• [Stated goal A] In the novel review, what is WAT-R?
• [Stated goal B] Reproduce the novel review from "We’re relaunching the" to "by Richard Powers.", word for word.

• [Text provided]
((
We’re relaunching the Outside Book Club this week, and to celebrate we’re publishing a series on how the booming genre of climate fiction is helping us see our changing planet in a new light. You can learn more about the book club here, or join us on Facebook to discuss our October pick, Bewilderment, a new work of climate fiction by Richard Powers.
At one point in Alexandra Kleeman’s new novel, Something New Under the Sun, the protagonist joins a crowd at a film production studio as they watch catering staffers struggle to keep a large tent from toppling over. “He’s surprised at how many of the onlookers seem actually happy, actually carefree,” Kleeman writes. “It’s fun to watch something collapse, as long as you’re not beneath it.” Likewise, it’s queasily fun to read Kleeman’s book, a propulsive mystery about a disaster-ridden world only a little different from our own.
Set in either an alternate universe or the not-so-distant future, Something New Under the Sun follows novelist Patrick Hamlin on a trip to California to assist in a movie adaptation of his latest book. He spends his days working with prickly actress Cassidy Carter and a slate of typical Hollywood characters, including sweet stoner production assistants and a pair of glossily suspicious producers. Everyone’s drinking WAT-R, lab-made water that has replaced much of the real thing in the drought- and wildfire-ravaged state. At first, the synthetic water seems like a tame bit of window dressing compared to other zany details in the novel: Cassidy does advertisements for an acne cream that causes seizures, and internet ads read, “How to make $500 a day using the body debris you’d usually throw in the trash can!” But Patrick soon starts to notice something amiss about WAT-R, his film colleagues, and the whole seedy system that links the two industries.
))
• [Provided material]
((
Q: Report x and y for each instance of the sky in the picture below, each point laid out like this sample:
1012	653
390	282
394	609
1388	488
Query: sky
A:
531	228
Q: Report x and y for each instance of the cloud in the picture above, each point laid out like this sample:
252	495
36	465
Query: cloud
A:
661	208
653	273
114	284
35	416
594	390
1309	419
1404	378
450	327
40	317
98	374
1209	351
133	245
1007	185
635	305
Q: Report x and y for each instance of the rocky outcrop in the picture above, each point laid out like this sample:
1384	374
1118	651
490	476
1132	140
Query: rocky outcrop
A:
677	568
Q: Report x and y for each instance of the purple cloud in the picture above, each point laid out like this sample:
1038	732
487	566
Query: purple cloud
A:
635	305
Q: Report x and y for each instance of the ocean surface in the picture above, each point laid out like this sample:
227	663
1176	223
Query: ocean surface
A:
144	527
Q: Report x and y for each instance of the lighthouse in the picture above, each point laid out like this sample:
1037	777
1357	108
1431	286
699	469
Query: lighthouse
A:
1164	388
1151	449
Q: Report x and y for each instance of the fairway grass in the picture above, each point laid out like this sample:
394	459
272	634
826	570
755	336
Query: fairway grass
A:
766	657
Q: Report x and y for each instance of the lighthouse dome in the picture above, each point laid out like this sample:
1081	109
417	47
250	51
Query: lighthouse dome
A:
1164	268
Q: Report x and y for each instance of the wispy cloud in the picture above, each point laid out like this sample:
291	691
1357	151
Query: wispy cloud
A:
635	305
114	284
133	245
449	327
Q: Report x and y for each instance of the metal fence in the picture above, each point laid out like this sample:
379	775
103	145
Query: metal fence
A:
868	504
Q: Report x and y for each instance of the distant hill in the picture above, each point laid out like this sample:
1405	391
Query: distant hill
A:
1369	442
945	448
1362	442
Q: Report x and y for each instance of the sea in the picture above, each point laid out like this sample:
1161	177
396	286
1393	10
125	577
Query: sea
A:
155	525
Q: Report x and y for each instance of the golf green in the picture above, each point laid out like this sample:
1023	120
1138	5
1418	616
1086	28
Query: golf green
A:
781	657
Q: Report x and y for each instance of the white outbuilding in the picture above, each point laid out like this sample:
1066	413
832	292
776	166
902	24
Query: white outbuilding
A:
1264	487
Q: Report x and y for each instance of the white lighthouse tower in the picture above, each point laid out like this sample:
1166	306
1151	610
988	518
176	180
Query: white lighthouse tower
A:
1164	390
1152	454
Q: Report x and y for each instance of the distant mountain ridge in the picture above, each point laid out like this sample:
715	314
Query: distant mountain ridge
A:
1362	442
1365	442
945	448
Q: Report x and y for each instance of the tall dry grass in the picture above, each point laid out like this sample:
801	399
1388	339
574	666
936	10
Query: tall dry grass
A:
))
• [Task response A] WAT-R is lab-made water that has replaced much of the real thing in drought- and wildfire-ravaged California.

• [Task response B]
We’re relaunching the Outside Book Club this week, and to celebrate we’re publishing a series on how the booming genre of climate fiction is helping us see our changing planet in a new light. You can learn more about the book club here, or join us on Facebook to discuss our October pick, Bewilderment, a new work of climate fiction by Richard Powers.